--- 本题材料 ---

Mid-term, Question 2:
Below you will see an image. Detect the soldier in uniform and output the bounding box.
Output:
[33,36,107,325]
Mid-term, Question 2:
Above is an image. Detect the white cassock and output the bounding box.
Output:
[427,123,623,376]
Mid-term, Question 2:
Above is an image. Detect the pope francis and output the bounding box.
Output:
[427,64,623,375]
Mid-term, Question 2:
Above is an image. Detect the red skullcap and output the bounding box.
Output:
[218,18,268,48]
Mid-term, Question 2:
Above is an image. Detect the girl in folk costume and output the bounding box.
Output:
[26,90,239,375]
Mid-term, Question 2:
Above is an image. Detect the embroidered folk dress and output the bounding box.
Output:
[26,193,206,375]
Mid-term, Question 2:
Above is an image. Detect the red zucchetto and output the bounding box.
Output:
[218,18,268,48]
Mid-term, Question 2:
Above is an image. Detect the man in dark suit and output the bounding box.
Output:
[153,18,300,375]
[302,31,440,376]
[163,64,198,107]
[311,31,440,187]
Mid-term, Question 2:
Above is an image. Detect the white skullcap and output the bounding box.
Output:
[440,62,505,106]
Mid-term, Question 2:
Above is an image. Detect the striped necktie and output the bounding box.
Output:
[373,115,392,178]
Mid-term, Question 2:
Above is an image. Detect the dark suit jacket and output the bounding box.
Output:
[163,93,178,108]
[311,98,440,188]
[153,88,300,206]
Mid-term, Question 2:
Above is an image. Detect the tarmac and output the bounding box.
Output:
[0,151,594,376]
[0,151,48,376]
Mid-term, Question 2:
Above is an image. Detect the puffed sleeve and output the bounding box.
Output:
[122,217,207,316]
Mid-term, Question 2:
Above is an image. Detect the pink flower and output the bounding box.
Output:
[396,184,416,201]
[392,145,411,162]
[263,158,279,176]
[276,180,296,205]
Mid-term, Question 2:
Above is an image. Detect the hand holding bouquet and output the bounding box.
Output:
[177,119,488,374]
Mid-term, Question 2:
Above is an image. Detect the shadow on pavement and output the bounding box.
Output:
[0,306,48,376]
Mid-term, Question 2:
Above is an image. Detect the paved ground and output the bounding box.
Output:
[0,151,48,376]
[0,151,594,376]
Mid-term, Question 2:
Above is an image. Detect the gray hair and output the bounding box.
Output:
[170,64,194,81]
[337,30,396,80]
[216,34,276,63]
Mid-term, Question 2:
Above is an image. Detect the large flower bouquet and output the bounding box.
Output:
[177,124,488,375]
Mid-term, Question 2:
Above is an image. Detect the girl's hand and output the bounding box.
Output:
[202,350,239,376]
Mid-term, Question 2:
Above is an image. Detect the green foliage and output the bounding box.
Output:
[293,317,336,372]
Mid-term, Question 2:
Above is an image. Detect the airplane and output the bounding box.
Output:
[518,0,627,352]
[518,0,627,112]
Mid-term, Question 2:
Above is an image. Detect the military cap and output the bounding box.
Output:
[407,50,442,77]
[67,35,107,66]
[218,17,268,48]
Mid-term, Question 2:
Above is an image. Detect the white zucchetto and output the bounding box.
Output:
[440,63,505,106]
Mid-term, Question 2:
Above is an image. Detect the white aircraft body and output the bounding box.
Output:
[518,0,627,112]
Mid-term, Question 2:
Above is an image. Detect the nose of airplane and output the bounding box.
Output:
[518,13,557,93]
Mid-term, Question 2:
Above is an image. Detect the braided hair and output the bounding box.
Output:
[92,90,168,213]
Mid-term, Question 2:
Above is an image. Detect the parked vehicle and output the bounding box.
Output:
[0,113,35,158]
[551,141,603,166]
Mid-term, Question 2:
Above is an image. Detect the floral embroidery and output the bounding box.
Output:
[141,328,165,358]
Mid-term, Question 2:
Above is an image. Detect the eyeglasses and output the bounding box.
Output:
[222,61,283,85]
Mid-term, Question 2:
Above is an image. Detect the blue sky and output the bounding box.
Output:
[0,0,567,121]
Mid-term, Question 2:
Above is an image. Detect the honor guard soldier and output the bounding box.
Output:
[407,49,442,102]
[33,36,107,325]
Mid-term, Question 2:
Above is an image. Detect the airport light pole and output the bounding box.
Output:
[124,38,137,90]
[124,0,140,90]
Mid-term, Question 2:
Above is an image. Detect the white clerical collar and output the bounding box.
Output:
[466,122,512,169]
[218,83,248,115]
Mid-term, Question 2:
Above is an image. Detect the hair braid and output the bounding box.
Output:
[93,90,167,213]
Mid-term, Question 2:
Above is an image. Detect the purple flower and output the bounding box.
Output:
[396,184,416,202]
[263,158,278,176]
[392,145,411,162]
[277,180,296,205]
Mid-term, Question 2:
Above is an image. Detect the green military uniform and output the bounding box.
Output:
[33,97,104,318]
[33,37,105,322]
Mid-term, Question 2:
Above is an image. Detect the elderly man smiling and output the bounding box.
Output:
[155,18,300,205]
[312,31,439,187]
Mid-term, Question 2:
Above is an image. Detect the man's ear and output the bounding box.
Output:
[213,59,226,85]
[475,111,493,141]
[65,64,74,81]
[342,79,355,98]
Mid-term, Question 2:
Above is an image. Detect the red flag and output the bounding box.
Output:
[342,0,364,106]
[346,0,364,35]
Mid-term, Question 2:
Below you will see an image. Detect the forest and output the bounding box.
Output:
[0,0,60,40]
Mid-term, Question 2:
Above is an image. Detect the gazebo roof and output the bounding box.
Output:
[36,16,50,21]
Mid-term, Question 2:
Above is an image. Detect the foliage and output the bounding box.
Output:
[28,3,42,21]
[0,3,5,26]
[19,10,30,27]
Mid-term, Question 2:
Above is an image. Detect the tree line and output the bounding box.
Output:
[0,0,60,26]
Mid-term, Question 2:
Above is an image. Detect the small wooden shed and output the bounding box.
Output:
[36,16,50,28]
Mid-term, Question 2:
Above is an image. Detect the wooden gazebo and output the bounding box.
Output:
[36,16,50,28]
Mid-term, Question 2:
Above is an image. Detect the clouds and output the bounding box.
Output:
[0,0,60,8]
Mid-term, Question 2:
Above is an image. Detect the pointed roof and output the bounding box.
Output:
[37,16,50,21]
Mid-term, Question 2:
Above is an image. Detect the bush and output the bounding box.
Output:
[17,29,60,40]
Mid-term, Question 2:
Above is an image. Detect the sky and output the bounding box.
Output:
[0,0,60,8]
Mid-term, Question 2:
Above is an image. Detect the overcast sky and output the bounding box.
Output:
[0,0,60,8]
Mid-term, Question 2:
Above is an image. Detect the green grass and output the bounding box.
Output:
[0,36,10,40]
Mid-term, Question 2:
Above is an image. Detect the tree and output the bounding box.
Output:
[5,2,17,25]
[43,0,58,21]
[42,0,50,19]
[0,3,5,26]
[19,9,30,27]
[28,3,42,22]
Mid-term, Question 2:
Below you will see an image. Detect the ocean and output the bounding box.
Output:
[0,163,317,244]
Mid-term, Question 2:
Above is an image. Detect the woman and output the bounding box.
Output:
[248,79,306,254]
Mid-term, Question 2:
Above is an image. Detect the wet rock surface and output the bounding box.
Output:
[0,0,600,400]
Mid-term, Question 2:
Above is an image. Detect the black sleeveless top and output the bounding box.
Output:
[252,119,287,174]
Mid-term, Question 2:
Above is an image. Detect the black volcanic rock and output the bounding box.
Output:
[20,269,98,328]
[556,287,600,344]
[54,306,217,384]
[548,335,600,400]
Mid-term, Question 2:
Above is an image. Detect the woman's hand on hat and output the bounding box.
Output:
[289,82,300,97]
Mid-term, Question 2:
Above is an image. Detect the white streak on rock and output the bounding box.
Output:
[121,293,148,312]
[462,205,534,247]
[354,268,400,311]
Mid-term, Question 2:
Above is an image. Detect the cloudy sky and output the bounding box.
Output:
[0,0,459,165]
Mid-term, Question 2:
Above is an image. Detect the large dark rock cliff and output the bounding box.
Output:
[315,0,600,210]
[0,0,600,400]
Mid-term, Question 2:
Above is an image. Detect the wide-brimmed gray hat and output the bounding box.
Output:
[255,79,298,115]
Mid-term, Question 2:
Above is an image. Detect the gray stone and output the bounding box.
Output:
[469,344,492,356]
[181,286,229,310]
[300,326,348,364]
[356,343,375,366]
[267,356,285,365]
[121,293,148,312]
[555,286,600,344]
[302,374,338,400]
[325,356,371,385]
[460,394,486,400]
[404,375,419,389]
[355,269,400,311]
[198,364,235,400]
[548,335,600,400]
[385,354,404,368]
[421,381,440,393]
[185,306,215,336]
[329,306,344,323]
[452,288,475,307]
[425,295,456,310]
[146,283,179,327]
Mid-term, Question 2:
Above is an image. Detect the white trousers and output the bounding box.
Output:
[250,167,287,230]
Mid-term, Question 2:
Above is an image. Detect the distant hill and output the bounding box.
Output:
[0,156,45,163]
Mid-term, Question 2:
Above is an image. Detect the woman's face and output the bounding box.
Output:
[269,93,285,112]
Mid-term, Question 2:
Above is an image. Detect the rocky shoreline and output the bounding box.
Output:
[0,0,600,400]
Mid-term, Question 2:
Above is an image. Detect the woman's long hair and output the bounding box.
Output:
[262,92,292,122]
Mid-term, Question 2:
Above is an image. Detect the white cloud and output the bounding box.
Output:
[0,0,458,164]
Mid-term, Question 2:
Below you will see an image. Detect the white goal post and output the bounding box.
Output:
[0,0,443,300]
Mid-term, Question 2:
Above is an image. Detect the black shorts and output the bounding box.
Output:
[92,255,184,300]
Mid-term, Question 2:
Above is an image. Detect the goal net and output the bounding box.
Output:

---

• 题目描述: 从上面的条目中提取所有含有单词“large”的行，逐行照原文列出。

• 练习答案:
Above is an image. Detect the large flower bouquet and output the bounding box.
Above is an image. Detect the large dark rock cliff and output the bounding box.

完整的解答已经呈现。